Short task 1 —
Print, word for word, the part of the Bible commentary running from "Second, one notices" to "and guilt offerings.".
Short task 2 —
In the Bible commentary, which two priests are named as having abused the priests' privilege?

Extract provided —

::::::

As Moses commanded the people of Israel on the eve of their entrance into the Promised Land, “When the LORD your God cuts off before you the nations whom you go in to dispossess, and you dispossess them and dwell in their land, take care that you be not ensnared to follow them, after they have been destroyed before you, and that you do not inquire about their gods, saying, ‘How did these nations serve their gods?—that I also may do the same.’  You shall not worship the LORD your God in that way, for every abominable thing that the LORD hates they have done for their gods, for they even burn their sons and their daughters in the fire to their gods.  Everything that I command you, you shall be careful to do.  You shall not add to it or take from it.” (Dt. 12.29-32; see also Lev. 18.24-30, Dt. 19.9-14)

And we see examples of this in the later histories of the kings of Israel and Judah (I Kg. 16.29-34, II Kg. 21.1-26, II Chron. 21.11-15, 24.17-19, 25.14-16, 26.16-21, 28.1-4,22-27, 33.1-9,21-23).  Indeed, even in the first century, the Churches of Pergamum and Thyatira compromised themselves by tolerating teachers who taught the parishioners of those churches to eat food sacrificed to idols and to commit sexual immorality (Rev. 2.14-15,20-21).  Likewise today, there are churches whose pastors preach that sexual immorality is not a sin in God’s sight and churches that study the teachings and doctrines of non-Christian religions in order that they might integrate their practices into their services, as if the Lord might be pleased with such syncretism.  Such churches were and are in violation of the commandment given in Dt. 12.32 (see also Dt. 4.2, Prov. 30.5-6, Rev. 22.18-19) to neither add to nor detract from the revealed Word of God.  As we shall see in Leviticus 10, the Lord takes a very dim view, to put it mildly, of those who treat His commandments carelessly.

Second, one notices that those who minister before the Lord merit compensation.  To be sure, the tribe of Levi, to which the Aaronic priesthood belonged, was not to be given tribal lands in the Promised Land, as were the other twelve tribes.  Instead, as the Lord said to Aaron, “You shall have no inheritance in their land, neither shall you have any portion among them.  I am your portion and your inheritance among the people of Israel.  To the Levites I have given every tithe in Israel for an inheritance, in return for their service that they do, their service in the (Tabernacle).” (Num. 18.20-21)  And again, the Levites were required to give “a tithe of a tithe” of the contributions they received to the priests, indeed, “from each its best parts to be dedicated” (Num. 18.29) as the priests’ portion as directed in the laws of the grain, peace, sin, and guilt offerings.

To be sure, there were those priests who abused this privilege, as with Hophni and Phinehas (I Sam. 2.12-17), whom the Lord executed for their sin, divesting their descendants of the priesthood (I Sam. 2.27-36, 4.4-11).  Yet as the Apostle Paul wrote, “Let the elders who rule well be considered worthy of double honor, especially those who labor in preaching and teaching.  For the Scripture says, ‘You shall not muzzle an ox when it treads out the grain,’ and, ‘The laborer deserves his wages.’” (I Tim. 5.17-18; quotations from Dt. 25.4, Mt. 10.10)  Thus, the pastors who serve the Lord in teaching us the Word of God and shepherding us with the Lord’s discipline deserve a portion of our tithes and offerings to the Church.

::::::

Stored records —
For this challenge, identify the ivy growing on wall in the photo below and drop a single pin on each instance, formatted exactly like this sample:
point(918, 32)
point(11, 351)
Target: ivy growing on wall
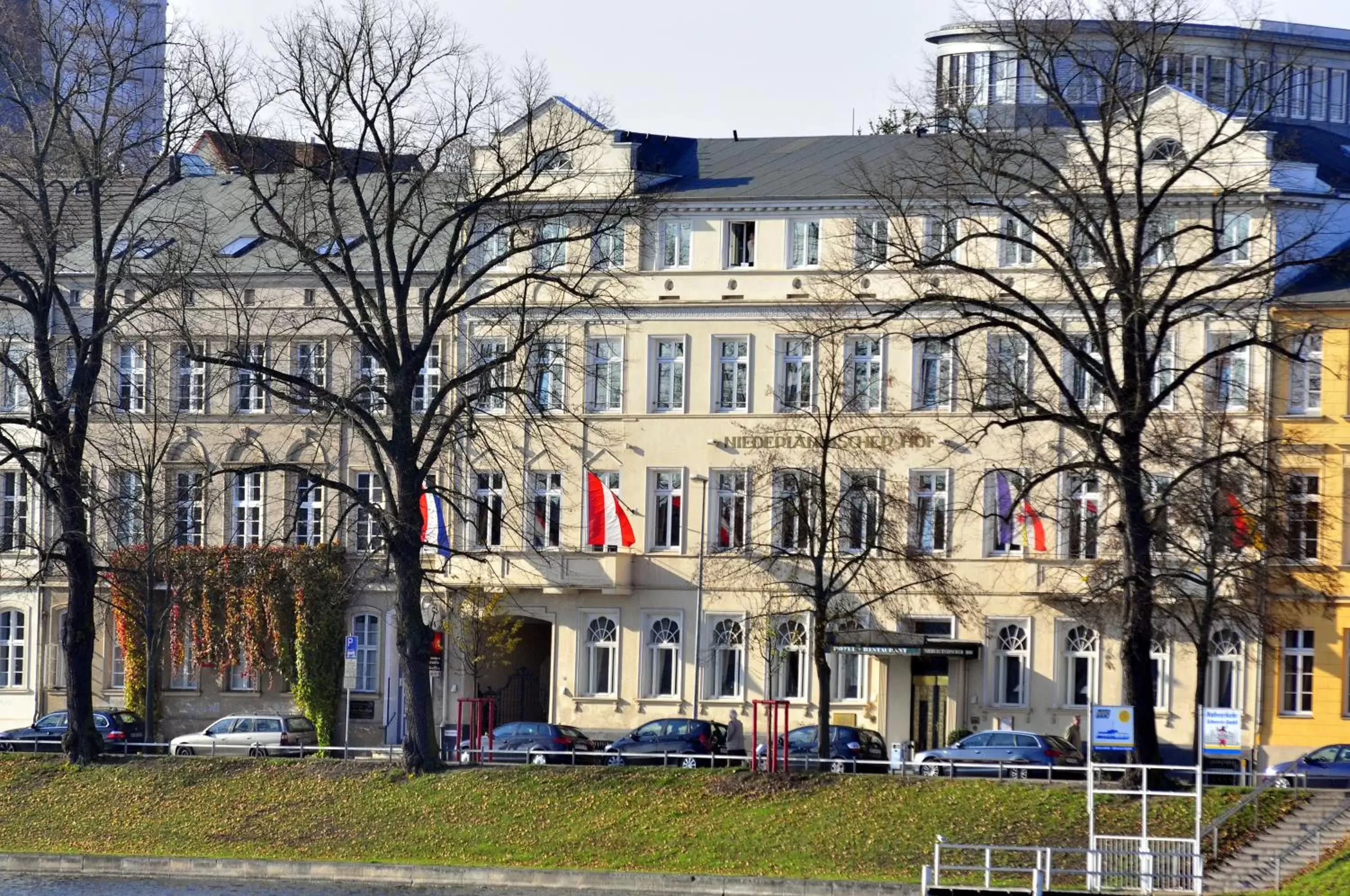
point(280, 610)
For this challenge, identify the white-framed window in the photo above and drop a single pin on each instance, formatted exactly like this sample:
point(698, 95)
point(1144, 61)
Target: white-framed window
point(366, 628)
point(372, 381)
point(1303, 508)
point(370, 493)
point(734, 373)
point(1233, 237)
point(789, 662)
point(863, 374)
point(1079, 666)
point(797, 372)
point(669, 376)
point(1296, 672)
point(1012, 664)
point(492, 380)
point(129, 508)
point(601, 655)
point(662, 639)
point(935, 374)
point(189, 508)
point(14, 511)
point(546, 517)
point(731, 509)
point(675, 241)
point(860, 505)
point(246, 509)
point(727, 658)
point(1008, 370)
point(550, 376)
point(192, 380)
point(604, 374)
point(252, 399)
point(608, 250)
point(740, 245)
point(667, 505)
point(551, 250)
point(1083, 508)
point(1160, 664)
point(310, 511)
point(929, 497)
point(1224, 683)
point(131, 378)
point(489, 500)
point(428, 381)
point(873, 241)
point(13, 650)
point(1002, 519)
point(1016, 246)
point(1230, 373)
point(805, 243)
point(1306, 377)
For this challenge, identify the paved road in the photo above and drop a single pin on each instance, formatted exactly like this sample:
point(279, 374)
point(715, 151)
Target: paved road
point(44, 886)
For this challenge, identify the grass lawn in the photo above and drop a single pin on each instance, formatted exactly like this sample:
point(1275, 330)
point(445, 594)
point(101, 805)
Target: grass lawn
point(632, 820)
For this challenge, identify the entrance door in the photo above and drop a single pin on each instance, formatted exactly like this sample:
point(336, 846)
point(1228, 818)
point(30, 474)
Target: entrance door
point(928, 713)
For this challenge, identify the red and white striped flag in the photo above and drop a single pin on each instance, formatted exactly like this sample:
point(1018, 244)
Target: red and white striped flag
point(607, 523)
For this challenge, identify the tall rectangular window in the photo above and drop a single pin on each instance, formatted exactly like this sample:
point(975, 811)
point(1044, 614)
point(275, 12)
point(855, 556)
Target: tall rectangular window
point(546, 520)
point(929, 500)
point(246, 506)
point(604, 376)
point(310, 512)
point(1306, 377)
point(732, 508)
point(370, 502)
point(935, 374)
point(669, 393)
point(667, 505)
point(796, 377)
point(486, 520)
point(734, 374)
point(805, 250)
point(189, 508)
point(863, 373)
point(1296, 672)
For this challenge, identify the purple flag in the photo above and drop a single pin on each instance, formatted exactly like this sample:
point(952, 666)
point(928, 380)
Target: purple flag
point(1005, 494)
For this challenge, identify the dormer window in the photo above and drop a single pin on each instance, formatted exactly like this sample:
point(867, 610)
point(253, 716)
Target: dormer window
point(1166, 150)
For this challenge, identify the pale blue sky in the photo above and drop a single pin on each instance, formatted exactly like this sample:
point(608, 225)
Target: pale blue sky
point(701, 68)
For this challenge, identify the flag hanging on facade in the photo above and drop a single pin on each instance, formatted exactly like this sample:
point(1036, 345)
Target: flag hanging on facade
point(607, 523)
point(434, 523)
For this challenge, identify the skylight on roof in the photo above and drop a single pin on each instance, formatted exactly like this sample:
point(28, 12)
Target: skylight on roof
point(241, 245)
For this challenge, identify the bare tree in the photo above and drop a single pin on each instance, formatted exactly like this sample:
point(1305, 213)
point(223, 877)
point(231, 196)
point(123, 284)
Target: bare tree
point(1102, 253)
point(443, 200)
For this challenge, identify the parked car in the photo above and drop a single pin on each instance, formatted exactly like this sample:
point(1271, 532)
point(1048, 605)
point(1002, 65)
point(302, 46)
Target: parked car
point(682, 741)
point(1323, 767)
point(847, 743)
point(1021, 749)
point(249, 736)
point(119, 729)
point(535, 743)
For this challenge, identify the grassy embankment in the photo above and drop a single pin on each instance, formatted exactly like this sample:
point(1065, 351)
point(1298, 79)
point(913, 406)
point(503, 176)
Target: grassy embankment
point(620, 820)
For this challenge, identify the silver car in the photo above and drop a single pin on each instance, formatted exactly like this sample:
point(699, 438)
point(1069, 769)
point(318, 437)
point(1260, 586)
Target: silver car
point(249, 736)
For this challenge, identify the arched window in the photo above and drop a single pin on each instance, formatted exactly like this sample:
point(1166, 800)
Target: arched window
point(601, 656)
point(1225, 679)
point(1012, 654)
point(366, 628)
point(1166, 149)
point(13, 659)
point(663, 650)
point(790, 659)
point(728, 659)
point(1080, 652)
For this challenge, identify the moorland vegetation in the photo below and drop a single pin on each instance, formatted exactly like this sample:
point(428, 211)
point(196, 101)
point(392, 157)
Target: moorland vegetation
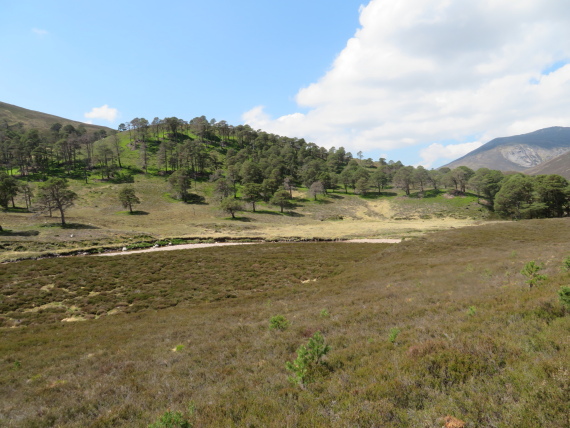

::::::

Worked solution 1 —
Second, one notices that those who minister before the Lord merit compensation.  To be sure, the tribe of Levi, to which the Aaronic priesthood belonged, was not to be given tribal lands in the Promised Land, as were the other twelve tribes.  Instead, as the Lord said to Aaron, “You shall have no inheritance in their land, neither shall you have any portion among them.  I am your portion and your inheritance among the people of Israel.  To the Levites I have given every tithe in Israel for an inheritance, in return for their service that they do, their service in the (Tabernacle).” (Num. 18.20-21)  And again, the Levites were required to give “a tithe of a tithe” of the contributions they received to the priests, indeed, “from each its best parts to be dedicated” (Num. 18.29) as the priests’ portion as directed in the laws of the grain, peace, sin, and guilt offerings.

Worked solution 2 —
Hophni and Phinehas.